• **Exercise**
Rescale the entries starting at the line containing "In this exercise you will find the stone" and ending at the line containing "[(249, 308), (84, 272)]", and give back only those lines. Leave the requests and their format samples unchanged, but multiply every point coordinate in the answers by 1.1 and round each result to a whole number, with halves rounded up.

═══ Data for this exercise

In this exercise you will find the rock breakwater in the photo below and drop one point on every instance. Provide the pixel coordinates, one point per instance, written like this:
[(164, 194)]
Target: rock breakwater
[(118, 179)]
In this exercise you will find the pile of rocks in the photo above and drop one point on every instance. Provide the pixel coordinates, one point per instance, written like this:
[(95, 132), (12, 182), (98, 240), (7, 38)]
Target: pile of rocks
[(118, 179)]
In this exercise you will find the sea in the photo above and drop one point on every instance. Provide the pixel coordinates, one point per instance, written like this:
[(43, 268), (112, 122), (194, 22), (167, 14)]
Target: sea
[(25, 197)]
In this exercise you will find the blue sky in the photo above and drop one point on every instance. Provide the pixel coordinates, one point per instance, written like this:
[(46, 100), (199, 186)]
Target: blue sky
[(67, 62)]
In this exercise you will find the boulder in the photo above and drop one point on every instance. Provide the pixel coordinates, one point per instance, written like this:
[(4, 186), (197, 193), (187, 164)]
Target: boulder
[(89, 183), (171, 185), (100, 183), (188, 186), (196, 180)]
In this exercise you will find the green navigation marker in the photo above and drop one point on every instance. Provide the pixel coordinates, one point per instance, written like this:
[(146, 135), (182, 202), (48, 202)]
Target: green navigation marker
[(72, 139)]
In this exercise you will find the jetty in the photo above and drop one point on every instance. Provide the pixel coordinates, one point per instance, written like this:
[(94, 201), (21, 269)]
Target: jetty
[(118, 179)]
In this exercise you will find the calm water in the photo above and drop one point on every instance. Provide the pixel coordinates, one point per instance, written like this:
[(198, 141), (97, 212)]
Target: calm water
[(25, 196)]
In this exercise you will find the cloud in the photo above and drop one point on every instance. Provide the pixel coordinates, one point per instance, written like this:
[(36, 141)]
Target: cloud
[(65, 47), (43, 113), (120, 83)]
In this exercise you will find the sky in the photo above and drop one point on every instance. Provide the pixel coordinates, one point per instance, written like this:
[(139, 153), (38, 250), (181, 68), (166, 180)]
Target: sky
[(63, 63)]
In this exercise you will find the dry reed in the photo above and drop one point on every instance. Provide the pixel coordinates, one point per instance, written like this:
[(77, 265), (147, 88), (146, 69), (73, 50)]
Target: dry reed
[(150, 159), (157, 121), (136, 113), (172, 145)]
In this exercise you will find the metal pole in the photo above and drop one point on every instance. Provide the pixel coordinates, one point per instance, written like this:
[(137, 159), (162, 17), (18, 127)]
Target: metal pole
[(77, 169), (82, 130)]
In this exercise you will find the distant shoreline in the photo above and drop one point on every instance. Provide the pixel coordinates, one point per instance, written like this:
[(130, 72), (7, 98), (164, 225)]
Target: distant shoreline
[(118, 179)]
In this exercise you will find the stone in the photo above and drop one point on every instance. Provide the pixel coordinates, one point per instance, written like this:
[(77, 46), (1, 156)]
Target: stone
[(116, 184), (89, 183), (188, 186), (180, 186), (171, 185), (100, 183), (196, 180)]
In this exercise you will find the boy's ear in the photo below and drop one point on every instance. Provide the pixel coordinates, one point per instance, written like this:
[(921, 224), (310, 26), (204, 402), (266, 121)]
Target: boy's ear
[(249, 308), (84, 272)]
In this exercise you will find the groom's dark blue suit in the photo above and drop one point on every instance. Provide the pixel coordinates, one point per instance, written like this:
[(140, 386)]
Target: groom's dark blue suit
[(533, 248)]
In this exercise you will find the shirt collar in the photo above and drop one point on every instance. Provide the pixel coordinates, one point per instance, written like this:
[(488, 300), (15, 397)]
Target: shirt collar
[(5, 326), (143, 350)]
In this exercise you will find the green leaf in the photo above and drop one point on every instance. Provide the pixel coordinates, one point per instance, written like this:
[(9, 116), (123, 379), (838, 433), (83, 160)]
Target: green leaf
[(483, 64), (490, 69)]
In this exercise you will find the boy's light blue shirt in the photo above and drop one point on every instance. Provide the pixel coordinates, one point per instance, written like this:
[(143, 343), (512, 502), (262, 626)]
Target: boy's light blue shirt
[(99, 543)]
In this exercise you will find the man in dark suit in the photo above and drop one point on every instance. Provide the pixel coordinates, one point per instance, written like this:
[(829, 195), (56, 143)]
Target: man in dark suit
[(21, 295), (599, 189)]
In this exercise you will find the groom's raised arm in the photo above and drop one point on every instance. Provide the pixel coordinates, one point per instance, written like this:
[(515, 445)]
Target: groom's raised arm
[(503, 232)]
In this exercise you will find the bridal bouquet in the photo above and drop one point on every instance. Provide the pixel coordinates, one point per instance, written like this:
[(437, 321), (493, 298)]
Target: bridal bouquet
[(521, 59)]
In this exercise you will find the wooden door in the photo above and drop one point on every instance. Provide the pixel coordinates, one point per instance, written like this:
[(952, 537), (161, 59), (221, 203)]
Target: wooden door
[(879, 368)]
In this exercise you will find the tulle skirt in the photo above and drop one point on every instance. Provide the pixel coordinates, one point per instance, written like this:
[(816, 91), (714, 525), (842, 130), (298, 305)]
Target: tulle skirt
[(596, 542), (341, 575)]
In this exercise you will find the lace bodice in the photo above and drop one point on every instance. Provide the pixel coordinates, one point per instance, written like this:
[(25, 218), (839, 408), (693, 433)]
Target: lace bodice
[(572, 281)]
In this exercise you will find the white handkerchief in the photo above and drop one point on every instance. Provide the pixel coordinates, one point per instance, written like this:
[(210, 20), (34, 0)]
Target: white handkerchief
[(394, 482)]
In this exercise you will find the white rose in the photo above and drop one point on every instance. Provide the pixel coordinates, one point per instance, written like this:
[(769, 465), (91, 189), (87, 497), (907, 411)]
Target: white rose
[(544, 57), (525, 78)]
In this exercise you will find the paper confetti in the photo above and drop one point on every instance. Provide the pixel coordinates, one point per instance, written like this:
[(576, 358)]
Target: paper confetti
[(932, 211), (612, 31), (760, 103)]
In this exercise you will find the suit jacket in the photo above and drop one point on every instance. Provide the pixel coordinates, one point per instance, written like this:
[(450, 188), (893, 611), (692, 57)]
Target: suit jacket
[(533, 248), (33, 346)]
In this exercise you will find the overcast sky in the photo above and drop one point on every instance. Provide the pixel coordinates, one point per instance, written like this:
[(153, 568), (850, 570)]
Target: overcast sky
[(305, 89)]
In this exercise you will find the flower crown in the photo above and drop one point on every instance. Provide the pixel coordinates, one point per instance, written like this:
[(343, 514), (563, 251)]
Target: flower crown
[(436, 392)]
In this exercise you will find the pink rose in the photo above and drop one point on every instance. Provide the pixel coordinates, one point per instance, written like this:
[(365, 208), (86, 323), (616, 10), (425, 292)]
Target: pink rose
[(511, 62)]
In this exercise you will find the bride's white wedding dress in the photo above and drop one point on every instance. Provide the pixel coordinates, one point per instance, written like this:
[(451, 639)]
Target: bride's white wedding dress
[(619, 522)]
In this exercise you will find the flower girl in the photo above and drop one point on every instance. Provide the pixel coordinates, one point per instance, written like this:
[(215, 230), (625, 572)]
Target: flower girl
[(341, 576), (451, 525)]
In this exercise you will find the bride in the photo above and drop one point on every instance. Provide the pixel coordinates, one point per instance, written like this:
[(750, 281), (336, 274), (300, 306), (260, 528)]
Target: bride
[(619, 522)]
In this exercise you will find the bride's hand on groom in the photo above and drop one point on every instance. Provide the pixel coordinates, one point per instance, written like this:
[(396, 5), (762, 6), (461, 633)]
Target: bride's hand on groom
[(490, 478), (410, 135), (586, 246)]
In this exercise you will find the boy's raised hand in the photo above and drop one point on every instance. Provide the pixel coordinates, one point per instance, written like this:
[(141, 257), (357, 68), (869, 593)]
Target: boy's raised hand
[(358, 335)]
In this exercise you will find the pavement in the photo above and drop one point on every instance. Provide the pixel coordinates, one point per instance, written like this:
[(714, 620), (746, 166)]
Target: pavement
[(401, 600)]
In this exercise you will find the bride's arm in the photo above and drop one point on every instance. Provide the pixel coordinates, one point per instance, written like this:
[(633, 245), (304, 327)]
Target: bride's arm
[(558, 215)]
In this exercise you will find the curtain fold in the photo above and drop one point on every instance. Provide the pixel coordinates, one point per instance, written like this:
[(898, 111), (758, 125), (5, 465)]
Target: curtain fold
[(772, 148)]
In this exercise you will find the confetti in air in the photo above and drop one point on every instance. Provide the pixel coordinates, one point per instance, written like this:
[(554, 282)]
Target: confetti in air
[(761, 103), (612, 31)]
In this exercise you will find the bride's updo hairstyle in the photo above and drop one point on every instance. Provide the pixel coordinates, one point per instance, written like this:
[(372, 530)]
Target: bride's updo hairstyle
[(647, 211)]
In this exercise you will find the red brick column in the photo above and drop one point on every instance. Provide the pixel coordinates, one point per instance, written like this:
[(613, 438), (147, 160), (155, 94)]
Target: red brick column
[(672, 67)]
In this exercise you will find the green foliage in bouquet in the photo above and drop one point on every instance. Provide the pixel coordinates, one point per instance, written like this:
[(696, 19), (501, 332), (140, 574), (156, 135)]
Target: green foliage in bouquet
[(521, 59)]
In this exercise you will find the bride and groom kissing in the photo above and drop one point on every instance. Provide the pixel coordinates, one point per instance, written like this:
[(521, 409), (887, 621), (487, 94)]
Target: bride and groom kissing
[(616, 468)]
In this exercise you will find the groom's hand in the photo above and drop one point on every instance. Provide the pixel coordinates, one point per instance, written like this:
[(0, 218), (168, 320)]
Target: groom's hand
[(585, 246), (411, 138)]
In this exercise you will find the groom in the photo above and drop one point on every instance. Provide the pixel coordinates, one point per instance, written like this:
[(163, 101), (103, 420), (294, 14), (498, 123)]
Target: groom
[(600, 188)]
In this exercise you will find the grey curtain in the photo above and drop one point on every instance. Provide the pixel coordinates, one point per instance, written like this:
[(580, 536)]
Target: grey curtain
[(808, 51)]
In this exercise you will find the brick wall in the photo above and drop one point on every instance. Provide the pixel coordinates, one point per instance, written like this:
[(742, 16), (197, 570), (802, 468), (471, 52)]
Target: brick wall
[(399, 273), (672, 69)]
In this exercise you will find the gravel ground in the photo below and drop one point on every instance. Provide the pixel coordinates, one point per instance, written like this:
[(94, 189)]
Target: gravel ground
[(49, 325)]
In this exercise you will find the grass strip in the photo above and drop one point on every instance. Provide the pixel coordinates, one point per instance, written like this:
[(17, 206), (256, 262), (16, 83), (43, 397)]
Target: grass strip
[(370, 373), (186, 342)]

══════

• **Correct answer**
In this exercise you will find the stone in the photo above and drop one point on every instance. Provide the pixel coordinates, one point per instance, written like this:
[(77, 46), (1, 156)]
Target: stone
[(128, 202), (98, 201), (207, 205), (198, 205), (188, 204), (110, 201), (216, 198)]
In this exercise you will find the boy's ear in the photo below and drop one point on every instance. Provide the pixel coordinates, one point per instance, written like this:
[(921, 224), (310, 26), (204, 402), (266, 121)]
Target: boy's ear
[(274, 339), (92, 299)]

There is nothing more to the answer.